### TASK INSTRUCTIONS:
Reproduce the items verbatim, starting at their very beginning and ending with the line that contains "positive clicks: (570, 389) (460, 382)", including that line.

___ MATERIAL TO PROCESS ___

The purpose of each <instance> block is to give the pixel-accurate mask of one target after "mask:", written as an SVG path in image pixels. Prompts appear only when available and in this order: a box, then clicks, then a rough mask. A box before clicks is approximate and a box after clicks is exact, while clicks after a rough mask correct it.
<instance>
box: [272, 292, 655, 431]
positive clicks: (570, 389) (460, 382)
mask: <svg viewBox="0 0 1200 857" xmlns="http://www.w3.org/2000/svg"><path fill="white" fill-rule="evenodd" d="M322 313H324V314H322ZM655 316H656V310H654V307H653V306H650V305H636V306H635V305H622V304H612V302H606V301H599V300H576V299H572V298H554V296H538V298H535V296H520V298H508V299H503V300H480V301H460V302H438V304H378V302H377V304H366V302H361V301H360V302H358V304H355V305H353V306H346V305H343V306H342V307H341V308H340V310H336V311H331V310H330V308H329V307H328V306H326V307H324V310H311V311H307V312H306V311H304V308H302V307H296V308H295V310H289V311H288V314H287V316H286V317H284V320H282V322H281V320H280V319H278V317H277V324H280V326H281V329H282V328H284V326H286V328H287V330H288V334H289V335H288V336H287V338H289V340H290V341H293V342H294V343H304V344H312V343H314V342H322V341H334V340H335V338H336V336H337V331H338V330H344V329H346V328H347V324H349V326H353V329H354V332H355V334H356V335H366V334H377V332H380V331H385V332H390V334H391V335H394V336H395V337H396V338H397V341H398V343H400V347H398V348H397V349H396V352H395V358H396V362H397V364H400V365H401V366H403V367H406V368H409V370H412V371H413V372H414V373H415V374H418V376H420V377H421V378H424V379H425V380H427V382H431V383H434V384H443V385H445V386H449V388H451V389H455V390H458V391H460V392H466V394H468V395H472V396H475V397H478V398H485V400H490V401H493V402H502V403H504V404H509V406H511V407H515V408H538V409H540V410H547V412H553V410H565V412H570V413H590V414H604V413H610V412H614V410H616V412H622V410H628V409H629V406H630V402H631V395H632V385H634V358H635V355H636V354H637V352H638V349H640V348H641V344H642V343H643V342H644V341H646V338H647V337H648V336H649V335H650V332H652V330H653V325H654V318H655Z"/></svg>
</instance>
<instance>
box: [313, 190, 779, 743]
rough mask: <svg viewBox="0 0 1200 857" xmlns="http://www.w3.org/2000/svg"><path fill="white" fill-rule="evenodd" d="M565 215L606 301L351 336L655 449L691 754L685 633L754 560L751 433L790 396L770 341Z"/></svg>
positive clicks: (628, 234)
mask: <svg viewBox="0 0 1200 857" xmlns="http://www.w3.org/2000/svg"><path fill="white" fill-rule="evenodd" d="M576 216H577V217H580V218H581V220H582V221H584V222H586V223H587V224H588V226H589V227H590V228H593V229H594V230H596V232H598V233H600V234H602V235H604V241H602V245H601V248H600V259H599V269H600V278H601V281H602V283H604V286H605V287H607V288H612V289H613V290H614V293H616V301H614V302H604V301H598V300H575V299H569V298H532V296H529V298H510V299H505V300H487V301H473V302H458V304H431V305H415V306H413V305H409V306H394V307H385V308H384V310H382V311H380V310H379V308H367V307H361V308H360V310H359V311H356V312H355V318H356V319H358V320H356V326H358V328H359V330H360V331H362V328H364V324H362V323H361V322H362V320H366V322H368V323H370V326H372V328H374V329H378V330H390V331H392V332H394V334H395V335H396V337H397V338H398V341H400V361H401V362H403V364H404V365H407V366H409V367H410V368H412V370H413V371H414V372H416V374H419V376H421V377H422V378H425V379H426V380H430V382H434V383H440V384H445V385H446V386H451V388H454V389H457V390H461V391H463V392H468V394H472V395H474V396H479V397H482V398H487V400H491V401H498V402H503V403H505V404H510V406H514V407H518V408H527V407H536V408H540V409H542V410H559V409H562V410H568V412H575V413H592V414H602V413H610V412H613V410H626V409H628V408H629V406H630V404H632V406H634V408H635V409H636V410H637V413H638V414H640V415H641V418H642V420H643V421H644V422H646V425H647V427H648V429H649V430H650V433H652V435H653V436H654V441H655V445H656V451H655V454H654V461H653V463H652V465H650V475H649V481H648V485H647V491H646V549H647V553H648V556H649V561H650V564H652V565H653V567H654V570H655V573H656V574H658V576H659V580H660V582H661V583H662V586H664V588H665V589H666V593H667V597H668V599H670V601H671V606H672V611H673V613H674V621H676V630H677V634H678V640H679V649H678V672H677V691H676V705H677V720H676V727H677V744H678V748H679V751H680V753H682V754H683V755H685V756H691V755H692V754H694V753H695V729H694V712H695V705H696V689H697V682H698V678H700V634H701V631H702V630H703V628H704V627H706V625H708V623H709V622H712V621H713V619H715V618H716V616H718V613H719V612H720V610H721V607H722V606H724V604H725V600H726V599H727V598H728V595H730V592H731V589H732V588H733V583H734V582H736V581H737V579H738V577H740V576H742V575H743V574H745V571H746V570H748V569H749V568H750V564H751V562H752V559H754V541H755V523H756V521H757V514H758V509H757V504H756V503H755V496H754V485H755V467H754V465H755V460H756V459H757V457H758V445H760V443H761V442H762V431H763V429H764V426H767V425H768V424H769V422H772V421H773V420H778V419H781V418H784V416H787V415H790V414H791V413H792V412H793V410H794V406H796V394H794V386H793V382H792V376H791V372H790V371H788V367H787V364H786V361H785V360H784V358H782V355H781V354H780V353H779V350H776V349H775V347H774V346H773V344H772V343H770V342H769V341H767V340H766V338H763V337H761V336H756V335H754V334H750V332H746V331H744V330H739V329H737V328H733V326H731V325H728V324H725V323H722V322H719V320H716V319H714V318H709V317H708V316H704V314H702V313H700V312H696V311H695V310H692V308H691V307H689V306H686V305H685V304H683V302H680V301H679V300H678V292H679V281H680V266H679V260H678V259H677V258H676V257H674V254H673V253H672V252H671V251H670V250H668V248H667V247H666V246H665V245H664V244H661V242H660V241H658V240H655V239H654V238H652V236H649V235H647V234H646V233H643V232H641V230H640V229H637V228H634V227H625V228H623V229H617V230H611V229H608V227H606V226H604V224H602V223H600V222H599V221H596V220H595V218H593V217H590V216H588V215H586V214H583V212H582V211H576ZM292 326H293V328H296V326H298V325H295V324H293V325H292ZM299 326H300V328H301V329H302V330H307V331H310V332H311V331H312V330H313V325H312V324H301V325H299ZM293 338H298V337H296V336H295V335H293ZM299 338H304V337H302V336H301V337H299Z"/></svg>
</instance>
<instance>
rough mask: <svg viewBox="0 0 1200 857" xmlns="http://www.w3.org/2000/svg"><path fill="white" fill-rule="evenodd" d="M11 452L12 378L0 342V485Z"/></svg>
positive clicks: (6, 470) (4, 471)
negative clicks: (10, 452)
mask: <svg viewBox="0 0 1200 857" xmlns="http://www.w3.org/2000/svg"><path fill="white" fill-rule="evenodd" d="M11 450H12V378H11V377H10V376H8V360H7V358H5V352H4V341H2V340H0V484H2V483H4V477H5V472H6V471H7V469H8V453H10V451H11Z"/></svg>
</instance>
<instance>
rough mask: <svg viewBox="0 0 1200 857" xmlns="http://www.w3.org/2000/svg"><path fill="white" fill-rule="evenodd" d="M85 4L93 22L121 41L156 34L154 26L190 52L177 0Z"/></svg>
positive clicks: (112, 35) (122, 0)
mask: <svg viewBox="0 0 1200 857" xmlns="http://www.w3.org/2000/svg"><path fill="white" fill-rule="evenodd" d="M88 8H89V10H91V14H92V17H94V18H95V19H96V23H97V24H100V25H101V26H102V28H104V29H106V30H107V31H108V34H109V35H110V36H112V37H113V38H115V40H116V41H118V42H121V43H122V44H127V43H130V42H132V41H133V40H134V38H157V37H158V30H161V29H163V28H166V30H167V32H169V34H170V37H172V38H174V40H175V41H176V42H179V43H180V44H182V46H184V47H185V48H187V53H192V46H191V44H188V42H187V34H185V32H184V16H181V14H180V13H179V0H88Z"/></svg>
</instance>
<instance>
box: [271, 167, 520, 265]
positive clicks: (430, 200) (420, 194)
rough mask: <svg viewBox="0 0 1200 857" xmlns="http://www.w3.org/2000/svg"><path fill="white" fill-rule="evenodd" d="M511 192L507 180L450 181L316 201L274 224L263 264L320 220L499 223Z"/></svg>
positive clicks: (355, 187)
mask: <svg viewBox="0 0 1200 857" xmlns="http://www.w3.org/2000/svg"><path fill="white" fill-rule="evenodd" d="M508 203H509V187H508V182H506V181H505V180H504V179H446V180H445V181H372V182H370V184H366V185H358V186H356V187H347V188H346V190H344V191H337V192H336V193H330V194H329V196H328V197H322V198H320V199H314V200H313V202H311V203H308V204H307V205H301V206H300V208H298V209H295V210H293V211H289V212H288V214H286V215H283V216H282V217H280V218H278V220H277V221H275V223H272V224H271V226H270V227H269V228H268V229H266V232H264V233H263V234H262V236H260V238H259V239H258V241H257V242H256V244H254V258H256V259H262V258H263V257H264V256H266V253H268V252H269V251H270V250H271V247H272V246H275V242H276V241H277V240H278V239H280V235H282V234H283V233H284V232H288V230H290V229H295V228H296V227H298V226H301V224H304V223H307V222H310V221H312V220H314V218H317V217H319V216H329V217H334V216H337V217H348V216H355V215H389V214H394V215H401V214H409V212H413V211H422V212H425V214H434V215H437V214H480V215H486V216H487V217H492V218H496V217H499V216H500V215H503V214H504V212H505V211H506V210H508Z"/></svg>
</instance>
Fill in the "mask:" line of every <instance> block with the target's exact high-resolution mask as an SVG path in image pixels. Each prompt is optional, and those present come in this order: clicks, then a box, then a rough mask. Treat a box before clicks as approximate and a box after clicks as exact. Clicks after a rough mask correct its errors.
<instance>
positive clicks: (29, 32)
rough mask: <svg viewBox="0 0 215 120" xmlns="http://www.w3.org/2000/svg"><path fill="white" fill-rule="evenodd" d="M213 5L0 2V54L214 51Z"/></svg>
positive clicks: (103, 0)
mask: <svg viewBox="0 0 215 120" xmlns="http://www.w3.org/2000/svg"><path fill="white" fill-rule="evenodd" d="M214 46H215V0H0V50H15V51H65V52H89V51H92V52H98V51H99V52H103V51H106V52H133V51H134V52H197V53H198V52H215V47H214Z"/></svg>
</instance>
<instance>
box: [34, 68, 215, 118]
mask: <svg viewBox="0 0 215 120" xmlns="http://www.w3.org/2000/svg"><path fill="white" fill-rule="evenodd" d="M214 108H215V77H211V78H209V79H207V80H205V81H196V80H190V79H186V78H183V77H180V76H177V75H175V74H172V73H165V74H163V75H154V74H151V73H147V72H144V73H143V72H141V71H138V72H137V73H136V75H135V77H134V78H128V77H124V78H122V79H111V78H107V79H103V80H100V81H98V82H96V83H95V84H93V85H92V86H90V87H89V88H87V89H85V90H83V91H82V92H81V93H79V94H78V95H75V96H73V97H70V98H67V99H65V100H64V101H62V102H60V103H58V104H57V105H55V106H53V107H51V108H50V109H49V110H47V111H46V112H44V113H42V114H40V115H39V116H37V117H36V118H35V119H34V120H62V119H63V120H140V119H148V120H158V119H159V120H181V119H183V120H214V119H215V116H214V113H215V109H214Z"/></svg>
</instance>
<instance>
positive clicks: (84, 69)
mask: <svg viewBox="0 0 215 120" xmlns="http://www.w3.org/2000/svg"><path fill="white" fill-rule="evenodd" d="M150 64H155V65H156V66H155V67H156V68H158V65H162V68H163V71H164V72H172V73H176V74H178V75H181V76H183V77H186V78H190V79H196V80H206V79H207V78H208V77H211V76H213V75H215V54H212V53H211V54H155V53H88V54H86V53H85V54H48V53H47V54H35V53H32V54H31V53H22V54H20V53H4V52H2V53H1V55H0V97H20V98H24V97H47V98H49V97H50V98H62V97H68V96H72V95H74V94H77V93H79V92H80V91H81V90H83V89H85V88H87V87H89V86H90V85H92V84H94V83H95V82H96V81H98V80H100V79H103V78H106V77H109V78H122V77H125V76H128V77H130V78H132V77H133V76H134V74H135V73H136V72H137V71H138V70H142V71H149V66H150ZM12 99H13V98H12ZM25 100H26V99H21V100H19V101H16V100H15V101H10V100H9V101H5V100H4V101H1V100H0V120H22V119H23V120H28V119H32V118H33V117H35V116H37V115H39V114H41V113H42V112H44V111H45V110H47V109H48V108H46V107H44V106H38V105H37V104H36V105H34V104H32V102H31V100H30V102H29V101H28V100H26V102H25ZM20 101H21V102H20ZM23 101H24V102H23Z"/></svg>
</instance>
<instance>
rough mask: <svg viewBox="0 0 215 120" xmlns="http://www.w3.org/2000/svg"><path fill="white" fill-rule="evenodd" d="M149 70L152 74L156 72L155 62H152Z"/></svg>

___

### SOLUTION FOR THIS TASK:
The purpose of each <instance> block is to give the pixel-accurate mask of one target after "mask:", written as an SVG path in image pixels. Prompts appear only when available and in this order: a box, then clicks, then a rough mask. A box before clicks is approximate and a box after clicks is exact, while clicks after a rough mask correct it.
<instance>
box: [272, 292, 655, 431]
positive clicks: (570, 389) (460, 382)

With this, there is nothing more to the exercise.